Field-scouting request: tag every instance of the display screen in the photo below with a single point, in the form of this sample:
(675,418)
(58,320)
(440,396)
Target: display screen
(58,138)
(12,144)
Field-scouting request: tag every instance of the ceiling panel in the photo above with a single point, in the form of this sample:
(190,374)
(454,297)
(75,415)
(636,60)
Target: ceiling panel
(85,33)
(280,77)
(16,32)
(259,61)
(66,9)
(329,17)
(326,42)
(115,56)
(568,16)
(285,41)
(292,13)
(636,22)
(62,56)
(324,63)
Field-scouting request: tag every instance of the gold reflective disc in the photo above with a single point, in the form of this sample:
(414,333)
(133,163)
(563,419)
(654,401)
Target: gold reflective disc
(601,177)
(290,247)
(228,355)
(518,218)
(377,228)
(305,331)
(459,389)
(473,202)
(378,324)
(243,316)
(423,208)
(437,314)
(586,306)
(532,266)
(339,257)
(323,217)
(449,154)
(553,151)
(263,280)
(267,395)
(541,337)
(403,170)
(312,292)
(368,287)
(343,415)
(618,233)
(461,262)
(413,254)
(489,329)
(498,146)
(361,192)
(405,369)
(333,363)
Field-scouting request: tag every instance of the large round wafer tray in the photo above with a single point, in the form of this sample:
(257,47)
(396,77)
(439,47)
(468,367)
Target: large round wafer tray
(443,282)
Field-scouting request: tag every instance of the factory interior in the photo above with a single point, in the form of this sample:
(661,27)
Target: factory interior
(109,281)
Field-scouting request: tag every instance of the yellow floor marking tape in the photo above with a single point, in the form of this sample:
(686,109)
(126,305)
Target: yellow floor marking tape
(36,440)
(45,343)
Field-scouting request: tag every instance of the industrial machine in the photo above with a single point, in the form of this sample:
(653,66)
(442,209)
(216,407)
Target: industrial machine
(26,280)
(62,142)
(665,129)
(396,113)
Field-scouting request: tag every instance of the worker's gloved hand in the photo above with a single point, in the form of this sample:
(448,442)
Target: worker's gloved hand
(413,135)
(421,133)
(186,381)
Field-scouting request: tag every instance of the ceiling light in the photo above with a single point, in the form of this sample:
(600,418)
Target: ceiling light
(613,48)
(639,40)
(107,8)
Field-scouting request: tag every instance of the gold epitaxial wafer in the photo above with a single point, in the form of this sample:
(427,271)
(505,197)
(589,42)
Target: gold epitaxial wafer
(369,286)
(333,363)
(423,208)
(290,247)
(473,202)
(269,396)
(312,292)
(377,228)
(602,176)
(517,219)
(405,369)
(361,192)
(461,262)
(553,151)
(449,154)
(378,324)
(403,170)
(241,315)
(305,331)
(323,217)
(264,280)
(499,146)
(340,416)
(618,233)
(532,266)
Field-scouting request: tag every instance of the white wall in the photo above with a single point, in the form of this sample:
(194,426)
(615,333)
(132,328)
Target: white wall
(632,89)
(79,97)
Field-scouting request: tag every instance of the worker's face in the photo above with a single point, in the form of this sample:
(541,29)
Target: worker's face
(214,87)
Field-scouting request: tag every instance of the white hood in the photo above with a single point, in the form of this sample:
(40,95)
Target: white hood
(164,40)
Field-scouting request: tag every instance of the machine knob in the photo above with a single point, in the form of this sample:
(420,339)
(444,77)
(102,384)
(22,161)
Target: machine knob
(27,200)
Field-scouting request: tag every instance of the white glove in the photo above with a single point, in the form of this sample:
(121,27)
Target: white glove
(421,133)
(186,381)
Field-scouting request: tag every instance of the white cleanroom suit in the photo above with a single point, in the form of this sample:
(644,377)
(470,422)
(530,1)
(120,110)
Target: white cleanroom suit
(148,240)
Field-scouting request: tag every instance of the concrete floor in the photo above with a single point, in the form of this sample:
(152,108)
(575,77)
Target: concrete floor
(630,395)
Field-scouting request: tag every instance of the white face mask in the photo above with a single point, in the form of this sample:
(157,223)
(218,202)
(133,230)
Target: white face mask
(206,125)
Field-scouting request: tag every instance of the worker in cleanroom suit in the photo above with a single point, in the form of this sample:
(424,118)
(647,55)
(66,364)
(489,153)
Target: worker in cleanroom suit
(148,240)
• • • •
### PROBLEM DETAILS
Rewrite all the records above, swapping each "Field-scouting request" for "Labeling request" and keeping every other line and character unchanged.

### TASK RESULT
Labeling request: tag every instance of the display screen in the photo below with a single point, in the form of this sample:
(675,418)
(58,320)
(440,396)
Target: display screen
(58,138)
(12,144)
Labeling request: tag every instance of the ceiling panel in the photo above with a single point, in the form of this sample:
(190,374)
(454,297)
(75,415)
(636,60)
Target: ceiling panel
(85,33)
(280,77)
(16,32)
(259,61)
(66,9)
(329,17)
(326,42)
(115,56)
(568,16)
(285,41)
(292,13)
(636,22)
(62,56)
(324,63)
Labeling request: tag every instance of the gold reflective disc in the photo above with a single point, in the form of this sample:
(414,333)
(133,163)
(563,419)
(654,401)
Target: gold reflective disc
(601,177)
(290,247)
(228,355)
(518,218)
(377,228)
(305,331)
(459,389)
(473,202)
(378,324)
(243,316)
(423,208)
(437,314)
(586,306)
(532,266)
(339,257)
(323,217)
(449,154)
(553,151)
(263,280)
(267,395)
(541,337)
(403,170)
(312,292)
(368,287)
(343,415)
(618,233)
(461,262)
(413,254)
(489,329)
(498,146)
(361,192)
(405,369)
(333,363)
Labeling request: tag every instance of the large round wafer tray in the photo above with a single point, in the form of this sample:
(257,47)
(396,77)
(439,47)
(468,367)
Target: large round wafer tray
(443,282)
Labeling request: tag every instance of the factory interior in the photo above with a single point, in the form of this sample:
(661,27)
Target: factory interior
(109,281)
Labeling request: tag every instance of the yellow floor marking tape in the photo above with a single point, in the form of this sample:
(686,109)
(126,305)
Target: yellow floor marking tape
(36,440)
(45,343)
Labeling request: tag every instance of the industrial machine in the photo above with a single point, in the form of this sample:
(653,66)
(442,209)
(216,407)
Target: industrial machine
(26,280)
(62,142)
(665,129)
(396,113)
Labeling request: tag every instance of the worker's gloved hand in the photo above with a single point, in the form of this sample:
(448,442)
Target: worker's gloved hand
(413,135)
(421,133)
(186,381)
Labeling request: tag every instance of the ceiling light in the photo above with a single point, in the form of this sample:
(600,418)
Target: ceiling light
(613,48)
(639,40)
(107,8)
Labeling request: tag every instance of the gold epitaxial wafer in the photo above with a single point, in the form of this sample:
(427,271)
(505,197)
(589,42)
Target: gold epitaxial wafer
(369,286)
(333,363)
(423,208)
(290,247)
(473,202)
(269,396)
(312,292)
(377,228)
(602,176)
(517,219)
(405,369)
(361,192)
(461,262)
(553,151)
(449,154)
(378,324)
(403,170)
(241,315)
(305,331)
(323,217)
(264,280)
(499,146)
(340,416)
(618,233)
(532,266)
Labeling request: tag every instance of the white wall in the photo above with a single point, in the form of this sample:
(194,426)
(615,333)
(132,328)
Target: white wall
(632,89)
(79,97)
Labeling request: tag every instance of the worker's face in the photo above with a single point, in the form of this sample:
(541,29)
Target: worker's face
(214,87)
Labeling request: tag every instance of the white hood in the photo above with a single point, in the form of this sample:
(40,95)
Target: white hood
(164,40)
Labeling request: tag every instance of the machine knob in the photo above with a single point, in the form of this sample:
(420,339)
(444,77)
(102,384)
(22,161)
Target: machine knob
(27,200)
Labeling request: tag every instance of the white glove in the photo above with a single point, in the form of this sample:
(121,27)
Target: white glove
(421,133)
(186,381)
Labeling request: tag every instance of the white cleanroom suit in the photo above with a single point, in the form of this sample:
(644,377)
(470,422)
(530,1)
(120,110)
Target: white cleanroom suit
(148,240)
Labeling request: tag every instance of the concrete floor in the photo above with a single point, in the form of this sample:
(152,108)
(575,77)
Target: concrete floor
(630,395)
Labeling request: tag every instance of the white face mask in the photo above with a single point, in the form of this sample:
(157,223)
(218,202)
(133,230)
Target: white face mask
(206,125)
Labeling request: tag every instance of the worker in cleanroom suit in the photo above with a single point, in the form of this sample:
(424,118)
(647,55)
(66,364)
(489,153)
Target: worker in cleanroom suit
(148,240)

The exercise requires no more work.